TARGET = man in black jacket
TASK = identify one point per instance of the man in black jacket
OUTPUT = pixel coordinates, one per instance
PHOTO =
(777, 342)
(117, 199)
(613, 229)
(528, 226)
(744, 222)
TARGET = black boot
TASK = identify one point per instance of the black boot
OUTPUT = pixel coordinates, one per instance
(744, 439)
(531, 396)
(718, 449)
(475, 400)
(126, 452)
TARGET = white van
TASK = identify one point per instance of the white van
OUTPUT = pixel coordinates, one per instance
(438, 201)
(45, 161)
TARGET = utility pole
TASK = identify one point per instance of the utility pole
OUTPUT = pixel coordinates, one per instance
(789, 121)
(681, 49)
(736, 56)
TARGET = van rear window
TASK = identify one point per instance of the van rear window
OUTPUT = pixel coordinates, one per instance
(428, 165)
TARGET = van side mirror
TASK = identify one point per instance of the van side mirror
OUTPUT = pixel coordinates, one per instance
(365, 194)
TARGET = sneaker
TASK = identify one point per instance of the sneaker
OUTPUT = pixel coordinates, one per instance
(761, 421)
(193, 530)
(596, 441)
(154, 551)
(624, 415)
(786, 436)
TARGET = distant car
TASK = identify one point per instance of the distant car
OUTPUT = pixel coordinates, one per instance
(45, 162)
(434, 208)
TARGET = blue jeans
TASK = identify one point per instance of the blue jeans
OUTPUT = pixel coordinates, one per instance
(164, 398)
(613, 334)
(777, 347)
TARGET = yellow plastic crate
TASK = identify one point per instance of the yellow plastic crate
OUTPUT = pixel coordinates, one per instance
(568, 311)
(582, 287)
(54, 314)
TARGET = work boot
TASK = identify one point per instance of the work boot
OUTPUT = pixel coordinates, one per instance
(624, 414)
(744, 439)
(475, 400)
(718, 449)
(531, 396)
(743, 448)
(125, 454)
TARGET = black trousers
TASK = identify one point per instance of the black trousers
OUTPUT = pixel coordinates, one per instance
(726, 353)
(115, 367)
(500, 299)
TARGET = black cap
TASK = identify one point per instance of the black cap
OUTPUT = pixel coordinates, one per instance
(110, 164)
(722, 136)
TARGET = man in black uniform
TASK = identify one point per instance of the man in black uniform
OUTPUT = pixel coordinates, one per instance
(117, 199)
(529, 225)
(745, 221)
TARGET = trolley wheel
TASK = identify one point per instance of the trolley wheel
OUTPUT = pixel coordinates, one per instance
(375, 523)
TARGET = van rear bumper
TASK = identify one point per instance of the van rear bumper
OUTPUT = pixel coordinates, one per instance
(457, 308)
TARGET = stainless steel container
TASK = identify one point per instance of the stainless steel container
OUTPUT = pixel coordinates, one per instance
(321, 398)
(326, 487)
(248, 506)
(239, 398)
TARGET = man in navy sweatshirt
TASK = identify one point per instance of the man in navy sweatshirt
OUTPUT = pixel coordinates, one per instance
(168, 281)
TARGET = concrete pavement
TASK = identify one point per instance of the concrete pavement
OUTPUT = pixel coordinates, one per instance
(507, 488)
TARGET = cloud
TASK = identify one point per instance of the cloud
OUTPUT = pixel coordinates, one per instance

### Your objective:
Reproduce the final stretch of the data above: every line from the one holding "TARGET = blue jeans" through the end, inclusive, exactly as written and nothing else.

### Task result:
TARGET = blue jeans
TASK = identify one point per instance of the blue jeans
OUTPUT = pixel coordinates, one per instance
(164, 398)
(613, 334)
(777, 347)
TARGET = yellow plastic crate
TASK = identify one point per instance of the yellow plastic crate
OUTPUT = pixel coordinates, one per instance
(568, 311)
(582, 287)
(54, 314)
TARGET = work boot
TASK = identify one point per instance of the work boot
OUTPUT = pixel coordinates, one per instance
(624, 414)
(744, 439)
(475, 400)
(718, 449)
(531, 396)
(743, 448)
(125, 454)
TARGET = black trousers
TASK = identify one point per instance of the black trousers
OUTPUT = pixel coordinates, one per instance
(726, 353)
(115, 367)
(500, 299)
TARGET = black cap
TASK = identify one point per instance of the black cap
OUTPUT = pixel coordinates, one per instance
(110, 164)
(722, 136)
TARGET = man in black uniform
TASK = identify one point per instance of the man in black uniform
OUTPUT = pixel coordinates, one per instance
(117, 199)
(529, 225)
(745, 221)
TARGET = trolley wheel
TASK = identify one point per instance of the trolley wheel
OUTPUT = pixel coordinates, one per instance
(375, 523)
TARGET = van rear bumper
TASK = identify one point per instance of the van rear bumper
OUTPUT = pixel coordinates, one per instance
(457, 308)
TARGET = stainless steel container
TASK = identify one point per instance of the stainless steel container
OUTPUT = pixel coordinates, one per instance
(321, 398)
(326, 487)
(248, 506)
(239, 398)
TARGET = man in navy sweatshirt
TASK = identify one point per instance of the man in navy sweatshirt
OUTPUT = pixel coordinates, one per instance
(168, 281)
TARGET = concrete pavement
TASK = identify one point per instance of the concrete pavement
OUTPUT = pixel coordinates, one per instance
(507, 488)
TARGET = cloud
TASK = identify one point per instance of the cloud
OUTPUT = pixel coordinates, one per instance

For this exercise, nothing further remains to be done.